→ DATA TO PROCESS:
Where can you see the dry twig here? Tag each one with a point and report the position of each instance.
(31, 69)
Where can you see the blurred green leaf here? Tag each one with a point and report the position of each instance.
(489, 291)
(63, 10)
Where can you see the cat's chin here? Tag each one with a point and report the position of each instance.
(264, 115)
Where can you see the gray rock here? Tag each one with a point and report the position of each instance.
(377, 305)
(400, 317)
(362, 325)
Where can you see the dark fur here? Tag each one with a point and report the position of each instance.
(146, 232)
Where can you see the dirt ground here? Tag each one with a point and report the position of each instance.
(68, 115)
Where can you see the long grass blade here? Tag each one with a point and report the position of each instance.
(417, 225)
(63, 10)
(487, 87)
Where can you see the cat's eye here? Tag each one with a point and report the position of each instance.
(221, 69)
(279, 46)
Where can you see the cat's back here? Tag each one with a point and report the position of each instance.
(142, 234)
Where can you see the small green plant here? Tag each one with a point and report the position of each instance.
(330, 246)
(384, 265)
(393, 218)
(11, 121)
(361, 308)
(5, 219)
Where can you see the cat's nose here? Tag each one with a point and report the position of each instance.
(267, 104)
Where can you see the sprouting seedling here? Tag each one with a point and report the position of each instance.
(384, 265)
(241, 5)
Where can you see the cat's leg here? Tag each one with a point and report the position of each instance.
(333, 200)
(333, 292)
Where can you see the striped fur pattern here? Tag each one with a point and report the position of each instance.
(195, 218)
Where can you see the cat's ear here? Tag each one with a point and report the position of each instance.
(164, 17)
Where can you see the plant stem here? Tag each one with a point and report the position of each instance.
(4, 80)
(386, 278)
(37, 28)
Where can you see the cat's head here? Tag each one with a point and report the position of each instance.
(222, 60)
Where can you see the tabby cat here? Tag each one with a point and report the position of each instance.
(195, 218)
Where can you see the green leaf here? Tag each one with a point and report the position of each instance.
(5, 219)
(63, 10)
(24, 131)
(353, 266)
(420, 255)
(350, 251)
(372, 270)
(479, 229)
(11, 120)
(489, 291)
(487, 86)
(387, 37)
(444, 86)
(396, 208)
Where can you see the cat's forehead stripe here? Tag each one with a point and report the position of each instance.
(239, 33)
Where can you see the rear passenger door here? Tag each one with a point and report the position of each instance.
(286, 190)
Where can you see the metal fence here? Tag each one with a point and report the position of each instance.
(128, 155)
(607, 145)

→ REQUIRED WORK: Word for word, extract all the records.

→ EXERCISE RESPONSE:
Where can you see the dry twig here? Tag each one with a point and report the position of each instance.
(31, 69)
Where can you see the blurred green leaf here? Tag each one with a point and report the position of each instance.
(489, 291)
(63, 10)
Where can you see the cat's chin here? Tag each one with a point and report the position of each instance.
(264, 115)
Where can you see the gray rock here? Tag each one with a point and report the position of each instance.
(377, 305)
(400, 317)
(362, 325)
Where can you see the dark fur here? Tag each one with a point and report the position of each instance.
(146, 232)
Where can you see the dirt ground here? Tag each one with a point and report the position of each instance.
(68, 115)
Where can you see the long grass blade here? Tag each one with a point and report the position of each instance.
(417, 225)
(63, 10)
(487, 87)
Where can you see the cat's eye here? Tag each one with a point and report the position of each instance.
(221, 69)
(279, 46)
Where can you see the cat's back here? Tag each one with a point and report the position of each instance.
(142, 234)
Where can you see the small green plant here? Tag each one with a point and report the position of each instance.
(330, 246)
(384, 265)
(393, 218)
(11, 121)
(361, 308)
(5, 219)
Where can you see the cat's nose here? Tag each one with a point and report the position of each instance.
(267, 104)
Where can you see the sprouting seedling here? Tag each one with a point and report the position of each instance.
(384, 265)
(241, 5)
Where can you see the cat's leg here? Tag each one with a point and report the position of each instance.
(333, 200)
(333, 292)
Where can you see the striped fur pattern here? Tag each one with a point and report the position of each instance.
(195, 218)
Where can you see the cat's ear here? Tag each one with a point and report the position of each instance.
(164, 17)
Where can you see the plant stem here? Tag each one with a point and report the position of each instance.
(4, 80)
(386, 278)
(37, 28)
Where can you see the cat's head here? Tag each one with a point and report the position of each instance.
(222, 60)
Where can you see the tabby cat here? Tag each one with a point and report the position of each instance.
(195, 218)
Where can you see the green leaf here? Tag each one with a point and report the position of each instance.
(5, 219)
(63, 10)
(24, 131)
(353, 266)
(420, 255)
(350, 251)
(372, 270)
(479, 229)
(11, 120)
(489, 291)
(487, 86)
(387, 37)
(444, 86)
(396, 208)
Where can you see the cat's forehead stripe here? Tag each one with a point and report the position of each instance.
(239, 33)
Where can you see the rear passenger door here? Tag each one with a point and report the position of each instance.
(286, 190)
Where can you see the metal fence here? Tag each one with a point and report the position of each instance.
(128, 155)
(607, 145)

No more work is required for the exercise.